### EXERCISE PROMPT
Repeat the listing in full. Nothing may be added or left out.

(Data items)
════════════════════

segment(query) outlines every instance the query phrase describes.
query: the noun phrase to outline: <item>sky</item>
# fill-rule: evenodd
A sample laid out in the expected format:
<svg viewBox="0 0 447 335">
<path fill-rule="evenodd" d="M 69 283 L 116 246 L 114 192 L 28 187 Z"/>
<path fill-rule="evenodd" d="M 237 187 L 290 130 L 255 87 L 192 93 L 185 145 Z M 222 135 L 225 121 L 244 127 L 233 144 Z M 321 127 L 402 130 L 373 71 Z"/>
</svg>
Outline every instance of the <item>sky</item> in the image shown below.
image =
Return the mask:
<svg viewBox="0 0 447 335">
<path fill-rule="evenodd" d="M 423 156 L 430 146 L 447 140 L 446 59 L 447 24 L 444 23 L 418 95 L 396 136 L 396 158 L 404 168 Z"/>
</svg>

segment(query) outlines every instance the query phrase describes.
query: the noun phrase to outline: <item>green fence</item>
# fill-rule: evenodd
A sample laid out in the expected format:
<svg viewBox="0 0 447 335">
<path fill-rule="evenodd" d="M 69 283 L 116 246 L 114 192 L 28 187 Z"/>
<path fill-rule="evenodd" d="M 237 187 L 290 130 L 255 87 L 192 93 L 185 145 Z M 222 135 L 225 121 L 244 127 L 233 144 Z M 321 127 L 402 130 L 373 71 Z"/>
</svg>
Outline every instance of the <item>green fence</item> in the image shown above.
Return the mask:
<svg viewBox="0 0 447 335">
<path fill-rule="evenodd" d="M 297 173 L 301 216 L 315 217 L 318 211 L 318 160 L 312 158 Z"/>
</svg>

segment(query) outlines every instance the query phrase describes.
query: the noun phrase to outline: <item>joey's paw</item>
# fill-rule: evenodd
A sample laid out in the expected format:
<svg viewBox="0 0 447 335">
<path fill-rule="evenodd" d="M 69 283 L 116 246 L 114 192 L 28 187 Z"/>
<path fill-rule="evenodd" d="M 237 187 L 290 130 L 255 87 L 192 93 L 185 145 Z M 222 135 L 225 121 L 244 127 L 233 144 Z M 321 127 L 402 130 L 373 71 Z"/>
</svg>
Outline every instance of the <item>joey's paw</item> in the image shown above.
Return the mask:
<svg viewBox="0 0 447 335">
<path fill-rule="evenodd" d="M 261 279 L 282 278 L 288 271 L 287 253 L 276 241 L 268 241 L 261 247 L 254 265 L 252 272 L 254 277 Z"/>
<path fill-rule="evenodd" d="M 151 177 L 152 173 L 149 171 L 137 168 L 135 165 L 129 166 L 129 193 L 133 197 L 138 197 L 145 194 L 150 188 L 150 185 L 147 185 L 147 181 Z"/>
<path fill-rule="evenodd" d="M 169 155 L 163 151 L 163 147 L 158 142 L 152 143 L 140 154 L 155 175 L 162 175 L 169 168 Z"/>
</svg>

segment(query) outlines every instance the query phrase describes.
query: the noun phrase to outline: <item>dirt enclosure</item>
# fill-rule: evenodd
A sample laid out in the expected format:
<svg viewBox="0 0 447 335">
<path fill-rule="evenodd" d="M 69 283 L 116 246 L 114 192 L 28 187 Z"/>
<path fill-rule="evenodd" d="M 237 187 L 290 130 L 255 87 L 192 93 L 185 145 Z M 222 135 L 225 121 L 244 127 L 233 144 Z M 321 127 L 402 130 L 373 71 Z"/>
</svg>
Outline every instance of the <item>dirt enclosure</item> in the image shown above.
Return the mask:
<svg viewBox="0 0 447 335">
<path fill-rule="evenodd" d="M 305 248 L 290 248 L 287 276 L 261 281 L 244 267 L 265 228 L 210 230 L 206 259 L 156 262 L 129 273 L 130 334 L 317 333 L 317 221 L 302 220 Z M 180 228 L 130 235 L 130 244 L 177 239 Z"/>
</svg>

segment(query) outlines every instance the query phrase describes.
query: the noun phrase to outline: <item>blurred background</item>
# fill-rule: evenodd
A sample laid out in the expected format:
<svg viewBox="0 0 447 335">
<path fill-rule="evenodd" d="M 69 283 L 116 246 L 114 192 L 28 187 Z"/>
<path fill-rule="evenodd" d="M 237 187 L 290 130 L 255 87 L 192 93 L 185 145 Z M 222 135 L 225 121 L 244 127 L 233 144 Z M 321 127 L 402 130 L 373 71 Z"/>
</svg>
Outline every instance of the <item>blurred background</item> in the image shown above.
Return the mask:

════════════════════

### PROBLEM SOLUTION
segment(query) outlines every instance the query phrase describes.
query: the noun phrase to outline: <item>sky</item>
# fill-rule: evenodd
A sample laid out in the expected format:
<svg viewBox="0 0 447 335">
<path fill-rule="evenodd" d="M 69 283 L 116 246 L 114 192 L 28 187 Z"/>
<path fill-rule="evenodd" d="M 237 187 L 290 130 L 255 87 L 192 93 L 185 145 Z M 222 135 L 225 121 L 244 127 L 233 144 Z M 321 127 L 402 130 L 373 71 Z"/>
</svg>
Outline every instance of the <item>sky</item> in the image shown below.
image =
Return the mask:
<svg viewBox="0 0 447 335">
<path fill-rule="evenodd" d="M 423 156 L 430 146 L 447 140 L 446 59 L 447 24 L 444 23 L 418 95 L 396 136 L 396 158 L 404 168 Z"/>
</svg>

segment(query) outlines every instance the query phrase describes.
query: the noun phrase to outline: <item>green fence</item>
# fill-rule: evenodd
A sample laid out in the expected format:
<svg viewBox="0 0 447 335">
<path fill-rule="evenodd" d="M 69 283 L 116 246 L 114 192 L 28 187 Z"/>
<path fill-rule="evenodd" d="M 237 187 L 290 130 L 255 87 L 192 93 L 185 145 Z M 222 135 L 225 121 L 244 127 L 233 144 Z M 321 127 L 402 130 L 373 71 Z"/>
</svg>
Outline every instance of the <item>green fence</item> in the image shown above.
Return the mask:
<svg viewBox="0 0 447 335">
<path fill-rule="evenodd" d="M 297 173 L 301 216 L 315 217 L 318 211 L 318 160 L 312 158 Z"/>
</svg>

segment(query) outlines every instance the query phrase describes.
query: the noun phrase to outline: <item>joey's paw</item>
# fill-rule: evenodd
A sample laid out in the expected format:
<svg viewBox="0 0 447 335">
<path fill-rule="evenodd" d="M 69 283 L 116 246 L 114 192 L 28 187 Z"/>
<path fill-rule="evenodd" d="M 237 187 L 290 130 L 255 87 L 192 93 L 185 145 Z M 222 135 L 225 121 L 244 127 L 233 144 Z M 321 127 L 402 130 L 373 71 Z"/>
</svg>
Outline every instance of the <item>joey's paw</item> in the image shown above.
Return the mask:
<svg viewBox="0 0 447 335">
<path fill-rule="evenodd" d="M 261 279 L 282 278 L 288 271 L 287 253 L 276 241 L 268 241 L 261 247 L 254 265 L 252 272 L 254 277 Z"/>
<path fill-rule="evenodd" d="M 151 177 L 152 173 L 149 171 L 137 168 L 135 165 L 129 166 L 129 193 L 133 197 L 138 197 L 145 194 L 150 188 L 150 185 L 147 185 L 147 181 Z"/>
<path fill-rule="evenodd" d="M 169 155 L 163 151 L 163 147 L 158 142 L 152 143 L 140 154 L 155 175 L 162 175 L 169 168 Z"/>
</svg>

segment(query) outlines every instance the query phrase describes.
query: the noun phrase to outline: <item>dirt enclosure</item>
# fill-rule: evenodd
A sample laid out in the expected format:
<svg viewBox="0 0 447 335">
<path fill-rule="evenodd" d="M 69 283 L 116 246 L 114 192 L 28 187 Z"/>
<path fill-rule="evenodd" d="M 237 187 L 290 130 L 255 87 L 192 93 L 185 145 Z M 222 135 L 225 121 L 244 127 L 233 144 Z M 321 127 L 402 130 L 373 71 Z"/>
</svg>
Outline every instance of the <item>dirt enclosure</item> in the image shown above.
Return the mask:
<svg viewBox="0 0 447 335">
<path fill-rule="evenodd" d="M 305 248 L 290 248 L 287 276 L 261 281 L 244 267 L 265 228 L 210 230 L 206 259 L 156 262 L 129 273 L 130 334 L 317 333 L 317 221 L 302 220 Z M 180 228 L 130 235 L 130 244 L 177 239 Z"/>
</svg>

segment(query) outlines every instance the query phrase describes.
query: the noun phrase to outline: <item>blurred background</item>
# fill-rule: evenodd
A sample laid out in the expected format:
<svg viewBox="0 0 447 335">
<path fill-rule="evenodd" d="M 69 283 L 116 246 L 114 192 L 28 187 Z"/>
<path fill-rule="evenodd" d="M 237 187 L 290 130 L 255 87 L 192 93 L 185 145 Z M 222 135 L 225 121 L 244 127 L 233 144 Z M 321 127 L 402 130 L 373 71 Z"/>
</svg>
Outline every instance of the <item>blurred background</item> in the image shown above.
Return the mask:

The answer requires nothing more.